Exercise objective: Format the stretch of the data that opens with the line containing "Where can you spot the bare birch" and closes with the line containing "column 882, row 662", both included, as a JSON list of strings with one string per line. Leave out any blank lines.
━━━━━━
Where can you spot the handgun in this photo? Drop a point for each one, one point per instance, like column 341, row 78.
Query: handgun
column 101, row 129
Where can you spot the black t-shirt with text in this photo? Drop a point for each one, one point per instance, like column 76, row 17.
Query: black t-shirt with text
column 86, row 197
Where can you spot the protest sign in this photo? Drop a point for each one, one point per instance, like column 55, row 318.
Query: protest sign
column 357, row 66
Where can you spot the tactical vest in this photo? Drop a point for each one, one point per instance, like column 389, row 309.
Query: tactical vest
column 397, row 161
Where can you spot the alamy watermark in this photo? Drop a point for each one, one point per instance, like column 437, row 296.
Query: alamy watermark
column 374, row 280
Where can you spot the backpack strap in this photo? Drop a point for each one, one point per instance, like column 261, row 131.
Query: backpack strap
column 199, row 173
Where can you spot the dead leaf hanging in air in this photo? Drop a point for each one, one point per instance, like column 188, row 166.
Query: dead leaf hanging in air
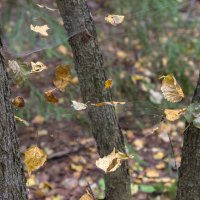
column 50, row 97
column 34, row 158
column 108, row 83
column 115, row 19
column 37, row 67
column 78, row 105
column 112, row 161
column 40, row 29
column 171, row 89
column 174, row 114
column 62, row 77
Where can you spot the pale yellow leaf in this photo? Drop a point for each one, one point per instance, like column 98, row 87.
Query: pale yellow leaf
column 171, row 89
column 174, row 114
column 34, row 158
column 40, row 29
column 115, row 19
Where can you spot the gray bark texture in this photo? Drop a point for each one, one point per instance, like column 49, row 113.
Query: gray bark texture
column 189, row 171
column 88, row 60
column 12, row 179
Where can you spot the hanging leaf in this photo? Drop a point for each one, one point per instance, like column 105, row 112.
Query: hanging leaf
column 42, row 30
column 18, row 102
column 112, row 161
column 78, row 105
column 50, row 97
column 37, row 67
column 115, row 19
column 108, row 83
column 171, row 89
column 174, row 114
column 62, row 77
column 34, row 158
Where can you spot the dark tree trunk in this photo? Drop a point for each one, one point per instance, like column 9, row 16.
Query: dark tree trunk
column 189, row 171
column 88, row 60
column 12, row 179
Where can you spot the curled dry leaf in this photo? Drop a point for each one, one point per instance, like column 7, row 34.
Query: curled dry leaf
column 50, row 97
column 62, row 77
column 37, row 67
column 18, row 102
column 171, row 89
column 42, row 30
column 34, row 158
column 112, row 161
column 174, row 114
column 115, row 19
column 108, row 83
column 79, row 106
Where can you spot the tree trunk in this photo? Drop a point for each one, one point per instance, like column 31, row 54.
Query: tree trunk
column 189, row 171
column 88, row 60
column 12, row 179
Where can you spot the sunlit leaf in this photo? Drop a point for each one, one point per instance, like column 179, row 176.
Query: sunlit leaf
column 112, row 161
column 40, row 29
column 37, row 67
column 114, row 19
column 79, row 106
column 62, row 77
column 50, row 97
column 108, row 83
column 171, row 89
column 174, row 114
column 34, row 158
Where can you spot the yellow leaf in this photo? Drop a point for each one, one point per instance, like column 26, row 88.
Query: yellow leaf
column 62, row 77
column 111, row 162
column 40, row 29
column 171, row 89
column 114, row 19
column 37, row 67
column 50, row 97
column 34, row 158
column 78, row 105
column 174, row 114
column 108, row 83
column 18, row 102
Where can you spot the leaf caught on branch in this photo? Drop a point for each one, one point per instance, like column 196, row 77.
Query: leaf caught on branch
column 62, row 77
column 34, row 158
column 79, row 106
column 37, row 67
column 50, row 97
column 171, row 89
column 108, row 83
column 112, row 161
column 42, row 30
column 115, row 19
column 174, row 114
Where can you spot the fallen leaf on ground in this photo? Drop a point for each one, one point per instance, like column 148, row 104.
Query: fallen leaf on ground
column 37, row 67
column 115, row 19
column 108, row 83
column 34, row 158
column 79, row 106
column 50, row 97
column 40, row 29
column 62, row 77
column 171, row 89
column 112, row 161
column 174, row 114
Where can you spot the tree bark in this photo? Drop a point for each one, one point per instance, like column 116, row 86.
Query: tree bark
column 88, row 60
column 12, row 179
column 189, row 171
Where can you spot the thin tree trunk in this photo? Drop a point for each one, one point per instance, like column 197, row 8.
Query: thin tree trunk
column 88, row 60
column 12, row 179
column 189, row 171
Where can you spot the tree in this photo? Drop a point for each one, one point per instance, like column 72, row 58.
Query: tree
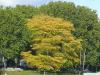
column 52, row 44
column 85, row 22
column 13, row 33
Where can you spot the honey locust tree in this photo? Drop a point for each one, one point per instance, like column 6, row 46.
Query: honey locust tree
column 52, row 44
column 13, row 33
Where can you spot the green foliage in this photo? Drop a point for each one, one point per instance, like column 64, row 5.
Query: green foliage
column 52, row 42
column 85, row 22
column 13, row 34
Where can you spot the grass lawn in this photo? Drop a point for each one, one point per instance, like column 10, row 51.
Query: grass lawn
column 23, row 73
column 32, row 73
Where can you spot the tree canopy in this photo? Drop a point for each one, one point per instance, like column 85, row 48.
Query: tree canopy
column 52, row 43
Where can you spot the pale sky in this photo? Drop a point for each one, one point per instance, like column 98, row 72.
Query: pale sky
column 93, row 4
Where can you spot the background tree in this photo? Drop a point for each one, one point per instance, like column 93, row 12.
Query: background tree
column 85, row 22
column 52, row 44
column 13, row 33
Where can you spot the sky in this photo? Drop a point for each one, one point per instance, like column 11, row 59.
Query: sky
column 93, row 4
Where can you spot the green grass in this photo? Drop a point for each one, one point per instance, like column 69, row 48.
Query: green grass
column 32, row 73
column 22, row 73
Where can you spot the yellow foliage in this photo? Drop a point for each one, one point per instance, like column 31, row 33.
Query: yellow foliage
column 53, row 43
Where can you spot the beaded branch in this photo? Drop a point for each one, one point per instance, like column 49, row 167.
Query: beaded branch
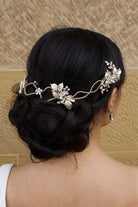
column 112, row 75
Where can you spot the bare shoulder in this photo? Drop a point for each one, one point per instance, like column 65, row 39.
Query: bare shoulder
column 124, row 182
column 115, row 182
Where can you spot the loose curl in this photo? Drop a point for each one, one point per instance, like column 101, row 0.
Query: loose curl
column 75, row 57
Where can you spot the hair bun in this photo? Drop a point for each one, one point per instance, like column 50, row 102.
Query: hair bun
column 51, row 130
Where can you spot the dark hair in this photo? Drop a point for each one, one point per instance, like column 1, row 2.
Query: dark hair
column 75, row 57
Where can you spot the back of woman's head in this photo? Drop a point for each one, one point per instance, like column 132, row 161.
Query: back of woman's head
column 75, row 57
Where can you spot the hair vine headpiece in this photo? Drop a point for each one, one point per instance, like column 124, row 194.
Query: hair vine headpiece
column 112, row 75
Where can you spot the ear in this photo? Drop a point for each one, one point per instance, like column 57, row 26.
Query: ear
column 112, row 100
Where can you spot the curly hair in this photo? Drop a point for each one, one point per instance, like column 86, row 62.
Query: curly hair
column 75, row 57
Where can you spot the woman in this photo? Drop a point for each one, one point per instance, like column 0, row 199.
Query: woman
column 72, row 89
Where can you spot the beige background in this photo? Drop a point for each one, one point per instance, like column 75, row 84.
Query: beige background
column 22, row 22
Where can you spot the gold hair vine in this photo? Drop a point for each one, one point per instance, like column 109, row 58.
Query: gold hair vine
column 112, row 75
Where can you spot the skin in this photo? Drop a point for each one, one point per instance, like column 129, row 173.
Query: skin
column 99, row 180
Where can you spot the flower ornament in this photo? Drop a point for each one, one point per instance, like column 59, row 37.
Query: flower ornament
column 22, row 84
column 111, row 76
column 62, row 93
column 38, row 91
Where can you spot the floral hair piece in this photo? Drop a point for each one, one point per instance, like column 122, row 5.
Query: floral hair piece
column 112, row 75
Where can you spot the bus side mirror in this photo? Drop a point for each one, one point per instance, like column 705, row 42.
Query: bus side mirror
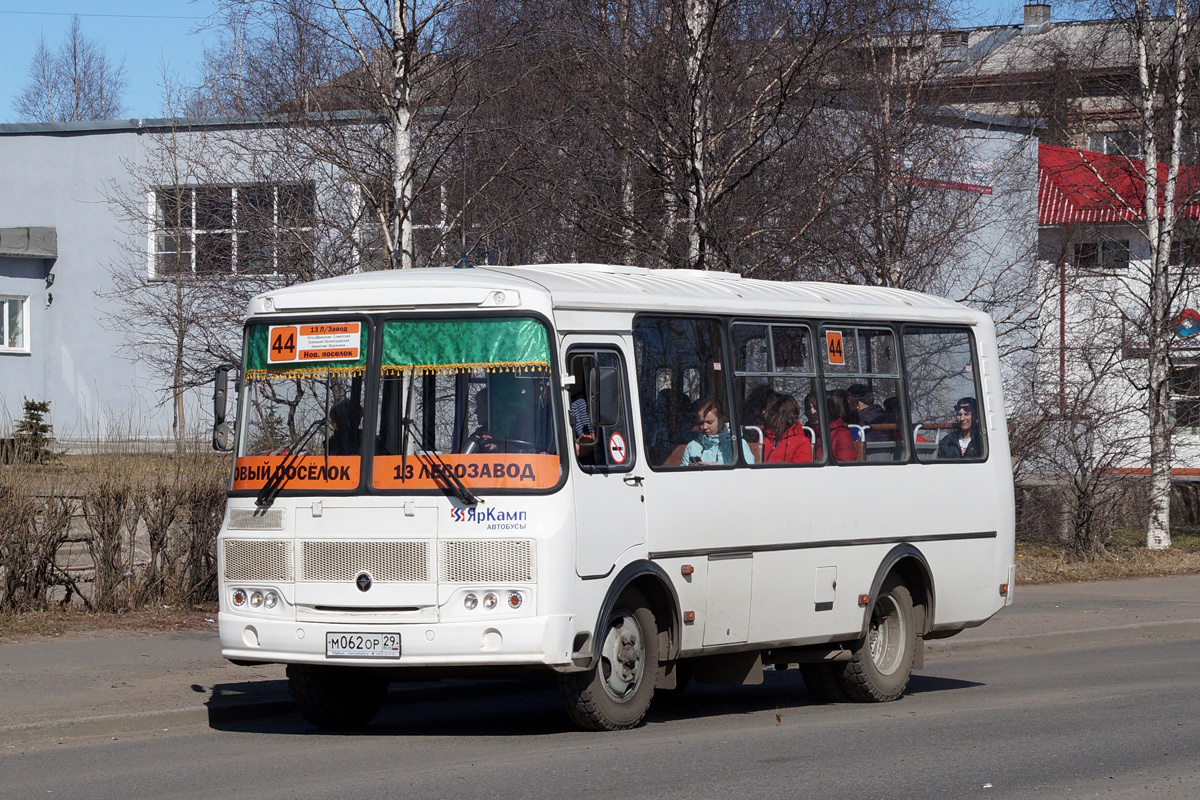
column 605, row 402
column 220, row 402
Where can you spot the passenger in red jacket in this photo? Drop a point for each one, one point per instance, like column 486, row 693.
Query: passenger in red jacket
column 785, row 441
column 838, row 404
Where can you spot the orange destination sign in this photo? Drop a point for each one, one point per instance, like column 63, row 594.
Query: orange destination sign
column 312, row 473
column 319, row 342
column 477, row 470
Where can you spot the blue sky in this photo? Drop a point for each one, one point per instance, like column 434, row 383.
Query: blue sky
column 148, row 34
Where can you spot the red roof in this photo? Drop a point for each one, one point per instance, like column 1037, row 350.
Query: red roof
column 1081, row 186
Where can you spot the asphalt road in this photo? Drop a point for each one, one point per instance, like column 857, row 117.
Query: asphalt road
column 1113, row 720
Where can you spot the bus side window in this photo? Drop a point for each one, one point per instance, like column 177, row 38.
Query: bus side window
column 775, row 378
column 600, row 445
column 679, row 366
column 943, row 395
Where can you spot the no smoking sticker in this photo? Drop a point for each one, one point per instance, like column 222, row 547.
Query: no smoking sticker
column 617, row 452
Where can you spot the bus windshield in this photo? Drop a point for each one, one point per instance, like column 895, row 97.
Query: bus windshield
column 460, row 404
column 303, row 405
column 469, row 398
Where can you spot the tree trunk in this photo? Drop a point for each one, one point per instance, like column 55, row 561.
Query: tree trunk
column 402, row 139
column 696, row 16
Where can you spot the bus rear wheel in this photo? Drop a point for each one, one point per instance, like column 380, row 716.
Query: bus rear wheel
column 336, row 697
column 882, row 661
column 617, row 691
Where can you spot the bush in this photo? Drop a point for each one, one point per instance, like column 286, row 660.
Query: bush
column 112, row 530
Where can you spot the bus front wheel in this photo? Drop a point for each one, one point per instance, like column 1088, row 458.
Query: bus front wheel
column 616, row 692
column 882, row 661
column 336, row 697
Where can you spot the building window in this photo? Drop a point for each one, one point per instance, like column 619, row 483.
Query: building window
column 15, row 324
column 1183, row 252
column 251, row 229
column 1186, row 395
column 1109, row 256
column 1115, row 143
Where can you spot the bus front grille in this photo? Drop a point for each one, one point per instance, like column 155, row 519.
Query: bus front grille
column 388, row 561
column 472, row 560
column 258, row 560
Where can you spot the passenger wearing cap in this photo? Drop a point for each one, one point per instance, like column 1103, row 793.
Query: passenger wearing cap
column 966, row 439
column 869, row 414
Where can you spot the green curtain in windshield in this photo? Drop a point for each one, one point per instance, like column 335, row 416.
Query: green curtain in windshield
column 447, row 346
column 258, row 366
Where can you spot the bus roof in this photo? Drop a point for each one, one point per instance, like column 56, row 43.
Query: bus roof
column 599, row 287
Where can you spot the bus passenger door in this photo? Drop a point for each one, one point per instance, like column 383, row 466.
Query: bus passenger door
column 610, row 512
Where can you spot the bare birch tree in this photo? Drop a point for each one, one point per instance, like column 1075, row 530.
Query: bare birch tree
column 1158, row 41
column 75, row 82
column 401, row 70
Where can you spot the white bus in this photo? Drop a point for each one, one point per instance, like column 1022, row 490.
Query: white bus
column 621, row 477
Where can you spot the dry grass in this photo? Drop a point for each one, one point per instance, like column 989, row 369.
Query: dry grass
column 1125, row 558
column 76, row 623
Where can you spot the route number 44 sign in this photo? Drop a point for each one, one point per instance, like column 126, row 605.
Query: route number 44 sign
column 319, row 342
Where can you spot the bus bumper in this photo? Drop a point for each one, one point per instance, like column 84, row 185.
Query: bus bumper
column 510, row 642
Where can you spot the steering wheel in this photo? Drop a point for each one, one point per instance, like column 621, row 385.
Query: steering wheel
column 475, row 445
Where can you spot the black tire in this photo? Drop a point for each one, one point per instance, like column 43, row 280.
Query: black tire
column 823, row 681
column 336, row 697
column 616, row 693
column 882, row 662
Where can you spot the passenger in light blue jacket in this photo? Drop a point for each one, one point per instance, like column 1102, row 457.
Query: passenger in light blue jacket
column 712, row 445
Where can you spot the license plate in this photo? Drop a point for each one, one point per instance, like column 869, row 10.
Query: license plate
column 363, row 645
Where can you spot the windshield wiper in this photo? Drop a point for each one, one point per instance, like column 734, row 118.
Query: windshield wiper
column 275, row 483
column 443, row 475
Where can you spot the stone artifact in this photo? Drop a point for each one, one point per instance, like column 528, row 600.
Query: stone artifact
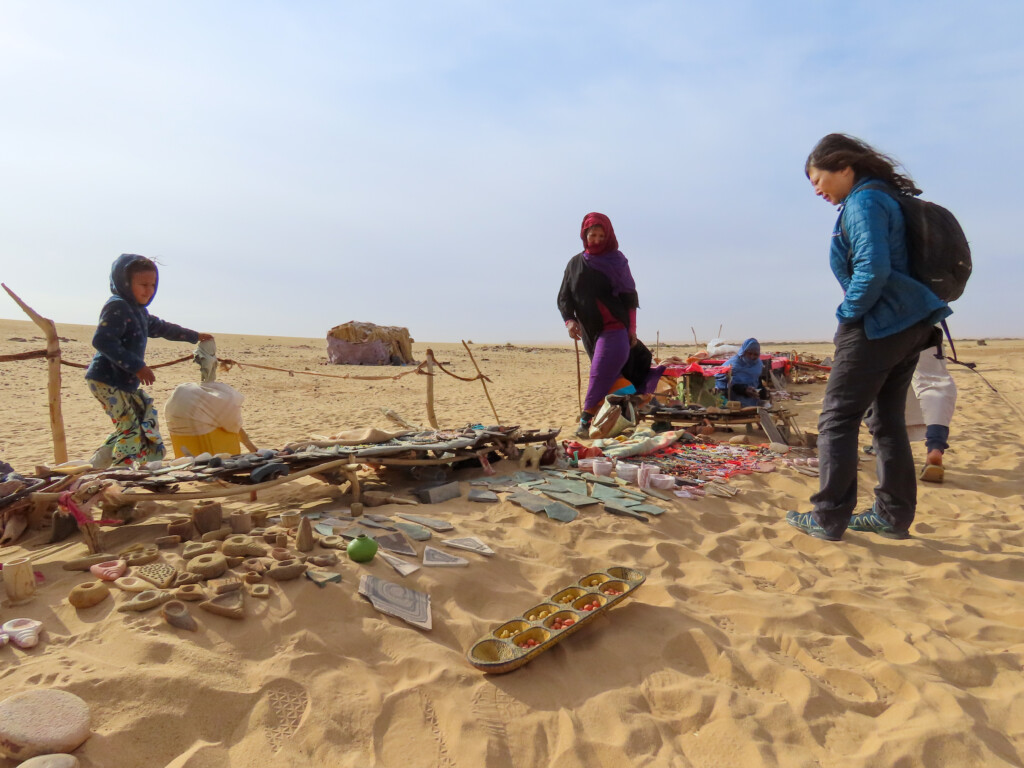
column 229, row 604
column 208, row 566
column 207, row 516
column 19, row 581
column 176, row 613
column 158, row 573
column 145, row 600
column 88, row 594
column 109, row 570
column 23, row 632
column 42, row 722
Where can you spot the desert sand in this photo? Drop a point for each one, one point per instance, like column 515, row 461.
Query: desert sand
column 751, row 644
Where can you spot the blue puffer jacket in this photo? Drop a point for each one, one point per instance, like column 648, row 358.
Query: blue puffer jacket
column 123, row 330
column 868, row 258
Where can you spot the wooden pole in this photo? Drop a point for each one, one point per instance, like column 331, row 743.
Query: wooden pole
column 579, row 377
column 53, row 380
column 431, row 419
column 483, row 382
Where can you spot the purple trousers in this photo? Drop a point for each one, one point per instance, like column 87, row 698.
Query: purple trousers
━━━━━━
The output:
[
  "Where can you spot the bare birch tree in this photo? Drop a point for each one, one point per instance, like column 1075, row 530.",
  "Query: bare birch tree",
  "column 1158, row 41",
  "column 75, row 82",
  "column 401, row 70",
  "Where can you spot the white bus in this photo? Drop a point for each one, one point per instance, like column 1022, row 490.",
  "Query: white bus",
  "column 621, row 477",
  "Where can you spot the dry grass in this photo? Drop a point for each one, one point per instance, like column 989, row 369.",
  "Query: dry grass",
  "column 1125, row 558",
  "column 76, row 623",
  "Where can you spot the route number 44 sign in this photo? Drop a point for each one, one point per instance, like column 126, row 605.",
  "Query: route number 44 sign",
  "column 319, row 342",
  "Where can you spot the bus bumper in this photo? Drop a point for each one, one point per instance, like column 84, row 185.",
  "Query: bus bumper",
  "column 510, row 642",
  "Where can you spot the steering wheel in this photo? Drop a point for each one, one point per instance, like column 621, row 385.",
  "Query: steering wheel",
  "column 475, row 445",
  "Where can you spot the black tire in this photo? Drop a point for each one, one point per instance, like column 43, row 280.",
  "Query: black tire",
  "column 823, row 681",
  "column 336, row 697",
  "column 616, row 693",
  "column 882, row 662"
]